Alıntı metin =
⟨
3. Hukuk Dairesi 2016/10759 E. , 2018/201 K.


Kilitli
Kullanıcı avatarı
İctihat
Mesajlar: 681327
Kayıt: 30 Mar 2021, 02:46

3. Hukuk Dairesi 2016/10759 E. , 2018/201 K.


'İçtihat Metni'

MAHKEMESİ : ...TİCARET MAHKEMESİ

Taraflar arasındaki asıl ve birleşen itirazın iptali davasının mahkemece yapılan yargılaması sonucunda, asıl davanın reddine, bireşen davanın kısmen kabulüne yönelik olarak verilen hükmün, süresi içinde taraflarca temyiz edilmesi üzerine; temyiz dilekçesinin kabulüne karar verildikten sonra, dosya içerisindeki kağıtlar okunup gereği düşünüldü:

Y A R G I T A Y K A R A R I

Asıl davada; Davacı ...; 09/08/2006 tarihli protokol uyarınca davalılardan 1.210.000 USD alacaklı olduğunu, davalıların alacağın 115.000 USD kısmını gecikmeli olarak ödediğini, kalan alacaklarını tahsil etmek için ... 13. İcra Dairesinin 2008/1686 Esas sayılı dosyasında alacağın şimdilik 200.000 USD karşılığı için başlattıkları ilamsız takipte, davalıların haksız şekilde borca itirazda bulunduklarından bahisle davalıların itirazlarının iptali ile takibin devamına, alacağın %40 oranında icra inkar tazminatına mahkumiyetlerine karar verilmesini talep etmiştir.
⟩
Bölge anahat girdileri
⟨
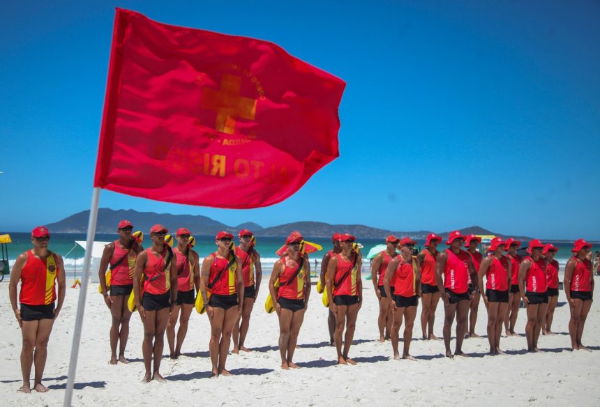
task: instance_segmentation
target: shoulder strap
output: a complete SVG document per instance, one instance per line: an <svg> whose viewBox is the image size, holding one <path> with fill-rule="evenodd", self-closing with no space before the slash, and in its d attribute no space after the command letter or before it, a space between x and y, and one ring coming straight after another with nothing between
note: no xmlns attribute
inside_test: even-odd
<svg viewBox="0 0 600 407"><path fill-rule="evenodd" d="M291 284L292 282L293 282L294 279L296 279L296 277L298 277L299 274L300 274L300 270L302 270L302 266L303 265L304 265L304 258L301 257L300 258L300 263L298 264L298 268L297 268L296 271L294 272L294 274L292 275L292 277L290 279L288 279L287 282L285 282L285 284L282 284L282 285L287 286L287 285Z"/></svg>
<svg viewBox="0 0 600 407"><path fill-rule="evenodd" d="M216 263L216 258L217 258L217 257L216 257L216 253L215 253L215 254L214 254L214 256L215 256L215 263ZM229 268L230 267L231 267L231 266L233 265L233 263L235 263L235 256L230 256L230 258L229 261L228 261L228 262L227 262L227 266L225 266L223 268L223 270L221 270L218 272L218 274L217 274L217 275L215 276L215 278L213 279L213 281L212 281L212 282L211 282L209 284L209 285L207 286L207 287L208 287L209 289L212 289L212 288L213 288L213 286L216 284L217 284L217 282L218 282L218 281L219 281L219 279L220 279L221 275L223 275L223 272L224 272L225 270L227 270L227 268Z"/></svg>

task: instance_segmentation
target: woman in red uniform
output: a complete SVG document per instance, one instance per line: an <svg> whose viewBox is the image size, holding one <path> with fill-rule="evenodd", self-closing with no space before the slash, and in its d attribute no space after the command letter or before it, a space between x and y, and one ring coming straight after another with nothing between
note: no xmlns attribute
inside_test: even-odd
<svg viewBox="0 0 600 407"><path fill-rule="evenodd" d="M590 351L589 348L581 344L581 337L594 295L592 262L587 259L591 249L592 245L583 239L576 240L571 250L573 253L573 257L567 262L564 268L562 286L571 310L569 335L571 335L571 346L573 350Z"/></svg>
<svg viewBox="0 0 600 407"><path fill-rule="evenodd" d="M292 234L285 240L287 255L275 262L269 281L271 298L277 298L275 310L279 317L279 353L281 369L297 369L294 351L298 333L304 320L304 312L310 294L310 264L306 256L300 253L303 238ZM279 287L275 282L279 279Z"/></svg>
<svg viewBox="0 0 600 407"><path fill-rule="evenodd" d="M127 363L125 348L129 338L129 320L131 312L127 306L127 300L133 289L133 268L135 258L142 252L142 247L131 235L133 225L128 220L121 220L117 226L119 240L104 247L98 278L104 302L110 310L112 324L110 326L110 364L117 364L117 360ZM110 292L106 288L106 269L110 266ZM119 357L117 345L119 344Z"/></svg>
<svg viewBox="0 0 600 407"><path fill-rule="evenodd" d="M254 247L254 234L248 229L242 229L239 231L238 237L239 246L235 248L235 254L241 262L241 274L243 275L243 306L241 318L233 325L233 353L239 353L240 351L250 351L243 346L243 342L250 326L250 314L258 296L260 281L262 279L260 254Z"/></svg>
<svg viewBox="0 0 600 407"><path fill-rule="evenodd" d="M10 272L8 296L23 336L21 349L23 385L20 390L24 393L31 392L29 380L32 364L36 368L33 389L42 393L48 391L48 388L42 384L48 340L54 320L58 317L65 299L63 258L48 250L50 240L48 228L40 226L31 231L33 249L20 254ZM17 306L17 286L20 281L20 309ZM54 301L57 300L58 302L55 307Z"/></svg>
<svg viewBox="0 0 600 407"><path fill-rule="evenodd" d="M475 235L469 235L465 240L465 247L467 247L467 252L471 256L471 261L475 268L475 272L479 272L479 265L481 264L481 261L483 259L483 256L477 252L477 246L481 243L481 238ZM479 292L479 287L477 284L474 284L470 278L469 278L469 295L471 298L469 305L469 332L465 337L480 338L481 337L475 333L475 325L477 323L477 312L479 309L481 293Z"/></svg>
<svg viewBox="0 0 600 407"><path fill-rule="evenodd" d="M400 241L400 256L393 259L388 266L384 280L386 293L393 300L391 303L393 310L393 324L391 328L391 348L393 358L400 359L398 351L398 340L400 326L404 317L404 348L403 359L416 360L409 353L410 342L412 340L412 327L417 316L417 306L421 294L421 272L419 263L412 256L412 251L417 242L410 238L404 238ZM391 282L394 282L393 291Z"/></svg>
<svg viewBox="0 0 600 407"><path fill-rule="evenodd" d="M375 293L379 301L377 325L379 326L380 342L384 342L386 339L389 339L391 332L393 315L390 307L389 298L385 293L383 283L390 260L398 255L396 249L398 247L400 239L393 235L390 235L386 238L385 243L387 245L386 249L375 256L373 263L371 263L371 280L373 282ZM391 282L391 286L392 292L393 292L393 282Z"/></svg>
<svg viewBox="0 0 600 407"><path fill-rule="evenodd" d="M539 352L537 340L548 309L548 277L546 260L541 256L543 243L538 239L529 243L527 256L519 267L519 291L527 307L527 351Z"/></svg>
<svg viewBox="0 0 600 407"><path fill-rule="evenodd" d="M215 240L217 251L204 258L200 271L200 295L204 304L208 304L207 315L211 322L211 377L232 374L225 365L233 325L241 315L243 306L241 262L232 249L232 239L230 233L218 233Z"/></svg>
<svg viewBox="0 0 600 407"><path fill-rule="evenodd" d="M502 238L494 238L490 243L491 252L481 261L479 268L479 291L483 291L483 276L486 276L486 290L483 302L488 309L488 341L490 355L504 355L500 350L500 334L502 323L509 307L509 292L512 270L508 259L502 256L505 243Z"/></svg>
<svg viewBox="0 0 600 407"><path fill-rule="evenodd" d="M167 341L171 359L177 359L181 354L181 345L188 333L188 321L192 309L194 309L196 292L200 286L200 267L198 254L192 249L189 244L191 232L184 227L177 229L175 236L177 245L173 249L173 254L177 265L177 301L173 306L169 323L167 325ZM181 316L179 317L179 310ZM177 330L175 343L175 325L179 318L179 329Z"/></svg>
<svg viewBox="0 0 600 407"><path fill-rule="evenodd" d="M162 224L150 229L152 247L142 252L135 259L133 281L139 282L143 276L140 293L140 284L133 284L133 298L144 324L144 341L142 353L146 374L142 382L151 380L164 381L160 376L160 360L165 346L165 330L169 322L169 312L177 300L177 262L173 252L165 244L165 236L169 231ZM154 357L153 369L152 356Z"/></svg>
⟩
Yönerge =
Mahkeme kararındaki şu cümleyi İngilizceye çevirin: "Asıl davada; Davacı ...; 09/08/2006 tarihli protokol uyarınca davalılardan 1.210.000 USD alacaklı olduğunu, davalıların alacağın 115.000 USD kısmını gecikmeli olarak ödediğini, kalan alacaklarını tahsil etmek için ... 13. İcra Dairesinin 2008/1686 Esas sayılı dosyasında alacağın şimdilik 200.000 USD karşılığı için başlattıkları ilamsız takipte, davalıların haksız şekilde borca itirazda bulunduklarından bahisle davalıların itirazlarının iptali ile takibin devamına, alacağın %40 oranında icra inkar tazminatına mahkumiyetlerine karar verilmesini talep etmiştir."

Tamamlanmış alıştırma =
In the main action; Plaintiff ...; stating that under the protocol dated 09/08/2006 the plaintiff was owed USD 1,210,000 by the defendants, that the defendants paid USD 115,000 of that receivable late, and that in the enforcement proceedings without a judgment which they initiated in file no. 2008/1686 Esas of the ... 13th Enforcement Office to collect their remaining receivables, for the equivalent of USD 200,000 of the receivable for the time being, the defendants unjustly objected to the debt, requested a ruling annulling the defendants' objections and ordering the continuation of the proceedings, and ordering the defendants to pay enforcement denial compensation at the rate of 40% of the receivable.